▶ SELECTED EXTRACT
How I Botched A Budding E-Romance

I save a lot of things in my email drafts – half-baked ideas, phone numbers, the occasional angry rant. But among all of the quick notes I’ve accumulated over the years, there’s a full-blown story, one that I didn’t write alone—a 60-email thread with a stranger I met on Craigslist.

I’ve always been okay with meeting people on the internet. On the heels of a breakup in 2007, I had my first OkCupid date at age 20. After that, I dated another guy who I’d found on Facebook. To me, using the internet to meet guys wasn’t terrifying or even embarrassing—it was second nature, a way to broaden my dating pool while I was stuck at a tiny, private college. Growing up, I had internet friends from across America who were as real as the kids I played pogs with, so dating was simply an evolution of what I’d been doing all along.

In 2009, I was finally settling into my post-grad life. I had a job (a terrible one), and my memories of roaming the streets in search of an apartment were beginning to fade. Life wasn’t good, but it was the most stable it’d been in a while. And it was also lonely. I’d been on a few dates, but they were nothing to call mom about. Couple my loneliness with boredom, and you have the reason why I found myself aimlessly scrolling through the Strictly Platonic section of Craigslist.

Most of the ads were typical: “Wanna go skiing? I’ll provide, you host,” or “I just moved here, I’m really shy.” But it didn’t take long to find one that interested me, that actually excited me. He was looking for someone to exchange emails with, I think—I don’t remember his exact words but the intention behind the ad seemed innocent and not of the “blowing cocaine off of each other’s bodies” nature. I emailed the poster, using the conversational prompts he’d provided in his ad and heard back the following day.


I actually got so many responses to my post that I wasn’t able to keep my promise of replying to everyone (yet).  You’re very clever in taking the “reply to the post several days after it was written” approach, because now your e-mail really stands out… and hence this response.  Your response was actually one of the better ones, thank you for that.

I don’t even remember what my post was, to be honest, so the context of my reply might be way off.  We’re going to meet for sex with no strings, right?

“Roger” proceeded to respond to my email, bullet by bullet. I found myself smiling like an idiot at his responses, but by the time I’d come to the end it became clear that he had no intention of meeting offline. Still, I was endeared pretty much instantly and we began an email correspondence that would continue for the next couple of months.

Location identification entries
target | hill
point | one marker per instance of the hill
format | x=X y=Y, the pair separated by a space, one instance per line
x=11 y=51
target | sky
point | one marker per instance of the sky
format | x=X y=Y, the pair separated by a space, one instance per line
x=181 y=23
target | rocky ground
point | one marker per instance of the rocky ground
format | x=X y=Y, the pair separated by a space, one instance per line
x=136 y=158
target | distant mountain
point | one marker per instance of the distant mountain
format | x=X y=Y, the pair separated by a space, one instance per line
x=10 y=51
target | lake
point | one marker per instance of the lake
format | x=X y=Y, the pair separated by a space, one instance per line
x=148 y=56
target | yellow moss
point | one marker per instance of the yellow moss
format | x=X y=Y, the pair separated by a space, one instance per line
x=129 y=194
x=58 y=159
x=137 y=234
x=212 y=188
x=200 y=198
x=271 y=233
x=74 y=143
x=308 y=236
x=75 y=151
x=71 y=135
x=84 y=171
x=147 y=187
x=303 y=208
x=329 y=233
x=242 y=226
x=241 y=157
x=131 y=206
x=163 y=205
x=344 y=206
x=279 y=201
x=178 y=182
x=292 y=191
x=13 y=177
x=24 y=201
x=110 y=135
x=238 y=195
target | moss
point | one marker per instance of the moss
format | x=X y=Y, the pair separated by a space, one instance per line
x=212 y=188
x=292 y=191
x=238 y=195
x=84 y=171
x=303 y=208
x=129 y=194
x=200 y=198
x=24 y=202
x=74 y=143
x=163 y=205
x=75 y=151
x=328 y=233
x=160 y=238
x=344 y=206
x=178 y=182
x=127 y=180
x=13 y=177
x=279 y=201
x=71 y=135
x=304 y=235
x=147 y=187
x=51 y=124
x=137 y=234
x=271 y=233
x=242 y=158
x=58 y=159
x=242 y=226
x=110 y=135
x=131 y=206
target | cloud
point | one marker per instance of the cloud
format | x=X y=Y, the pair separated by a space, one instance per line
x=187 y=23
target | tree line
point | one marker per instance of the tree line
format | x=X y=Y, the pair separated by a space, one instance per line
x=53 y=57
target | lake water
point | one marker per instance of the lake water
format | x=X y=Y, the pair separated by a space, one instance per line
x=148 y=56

▶ WRITTEN TASK 1
List every website or online service that the essay names.
▶ WRITTEN TASK 2
According to the essay, how old was the writer at the time of the first OkCupid date?
▶ WRITTEN TASK 3
Copy out the passage of the essay from "I actually got" up to and including "you for that.".

▶ WRITTEN ANSWER 1
Craigslist, OkCupid, Facebook

▶ WRITTEN ANSWER 2
The writer was 20.

▶ WRITTEN ANSWER 3
I actually got so many responses to my post that I wasn’t able to keep my promise of replying to everyone (yet).  You’re very clever in taking the “reply to the post several days after it was written” approach, because now your e-mail really stands out… and hence this response.  Your response was actually one of the better ones, thank you for that.